→ Selected text
- Opening Delimiter -
Ever watch a film and your first response is: I don’t think the board of tourism secretly sponsored this film. When the lights came up on Midnight Family, I was blown away by the exploits of the Ochoas family and decided to postpone any dream of visiting Mexico City. There are nine million people in Mexico City proper and only 45 municipal ambulances to rescue people with public health insurance. This leads to a large business in independent private ambulances that zip around the streets looking for people who need immediate attention and trips to the hospitals. Midnight Family follows the Ochaos over the course of a few days.
Cruising around the city after dark in the ambulance is the teenage Juan behind the wheel. His father and uncle are the grown ups on duty. His younger brother tags along to learn the family business. It’s a rough business because there’s a lot of people in their own family ambulances listening to the same police scanner. Some do get advantages by bribing cops so they will give them a cut of whatever the rescued person pays for the service of not having to wait for one of the 45 ambulances to finally arrive. The Ochaos are far from rolling in cash. This is a risk to reward business. The risk is that a lot of people in the city do not have private insurance or the money to pay for the service. But when the patients do, the money is good. It’s like wildcatting for broken bones. This is what leads Juan to tackle the streets like a Formula 1 racer. There’s quite a few times where he’s cutting off other ambulances to get to the scene first. Because of cameras hooked up inside and outside the ambulance, these chases are intense on a NASCAR level. And you’re left guessing if at the end of the race, will the winner get paid. Even when they do get paid, there’s a chance the cops will take the profit as their tip.
- Closing Delimiter -
→ Task to complete
Pick up the Midnight Family review after its last sentence and carry it forward in the same voice.

→ Dataset entries
- Opening Delimiter -
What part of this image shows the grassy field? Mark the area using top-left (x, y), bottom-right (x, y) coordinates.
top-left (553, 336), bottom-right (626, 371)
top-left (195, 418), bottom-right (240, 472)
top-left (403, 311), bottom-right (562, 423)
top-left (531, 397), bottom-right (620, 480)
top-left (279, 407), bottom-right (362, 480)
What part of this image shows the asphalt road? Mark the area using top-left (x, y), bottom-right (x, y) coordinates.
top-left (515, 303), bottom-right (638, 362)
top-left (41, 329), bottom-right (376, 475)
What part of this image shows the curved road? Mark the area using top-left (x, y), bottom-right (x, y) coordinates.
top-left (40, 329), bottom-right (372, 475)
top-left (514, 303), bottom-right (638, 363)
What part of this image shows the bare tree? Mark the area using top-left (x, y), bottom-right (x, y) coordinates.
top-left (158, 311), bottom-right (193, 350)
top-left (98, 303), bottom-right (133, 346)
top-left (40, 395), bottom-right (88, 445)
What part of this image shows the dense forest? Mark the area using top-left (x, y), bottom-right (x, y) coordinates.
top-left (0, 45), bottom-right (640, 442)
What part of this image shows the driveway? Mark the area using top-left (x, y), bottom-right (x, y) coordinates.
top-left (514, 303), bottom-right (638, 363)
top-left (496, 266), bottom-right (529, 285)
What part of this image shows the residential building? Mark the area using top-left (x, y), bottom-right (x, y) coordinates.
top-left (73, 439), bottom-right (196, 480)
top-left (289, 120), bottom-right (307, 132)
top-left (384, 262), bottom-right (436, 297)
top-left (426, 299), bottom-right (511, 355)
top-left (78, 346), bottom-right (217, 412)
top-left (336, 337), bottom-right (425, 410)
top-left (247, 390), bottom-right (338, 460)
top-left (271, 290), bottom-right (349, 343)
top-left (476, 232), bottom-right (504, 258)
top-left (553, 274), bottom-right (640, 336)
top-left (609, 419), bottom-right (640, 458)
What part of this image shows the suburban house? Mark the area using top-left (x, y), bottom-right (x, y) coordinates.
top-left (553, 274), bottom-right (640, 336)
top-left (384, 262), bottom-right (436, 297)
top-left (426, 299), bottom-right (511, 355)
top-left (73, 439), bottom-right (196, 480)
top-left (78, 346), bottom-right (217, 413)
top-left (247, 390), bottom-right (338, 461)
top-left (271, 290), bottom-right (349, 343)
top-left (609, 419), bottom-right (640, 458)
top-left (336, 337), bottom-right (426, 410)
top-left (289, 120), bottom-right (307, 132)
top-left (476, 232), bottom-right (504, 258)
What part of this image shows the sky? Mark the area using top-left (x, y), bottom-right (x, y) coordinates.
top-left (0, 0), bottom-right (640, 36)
- Closing Delimiter -
- Opening Delimiter -
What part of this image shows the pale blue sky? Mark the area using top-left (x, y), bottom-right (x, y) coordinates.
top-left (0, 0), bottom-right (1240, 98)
- Closing Delimiter -
→ Result of this task
If I had been told that Midnight Family was a dramatic film from Mexico, I’d still be blown away by the complexity and subtle nature of the film. I’d be hoping they’d turn it into a series. But the fact that this is a documentary about a real family struggling as medical professionals after dark makes it even more impressive. Luke Lorentzen (who served as director, cinematographer and editor) gets deep into the drama within the family and the nightmares found on the streets. He delivers the action when necessary and finds those quiet times when the family sits by the police radio eager for the next potential customer. He angles his camera so the injured have a bit of privacy and viewers aren’t being grossed out with gore. There’s still a bit of blood that has to get wiped out of the back of the ambulance. There’s nothing glamorous with this gig. Lorentzen shows the dirty business of getting rushed to the hospital in Mexico City. The Ochaos struggle on so many levels. There’s a moment when a cop puts Juan in the back of his squad car to get his payday. This isn’t a crossover of Chicago PD and Chicago Med. This is better. And you’ll question the wisdom of being a part of this health care industry. But you know every night the Ochaos need to hit the streets looking for the injured. Luke Lorentzen delivers a vibrant view of the private ambulance life in Midnight Family.
Midnight Family was reviewed at the Full Frame Documentary Film Festival in Durham, North Carolina.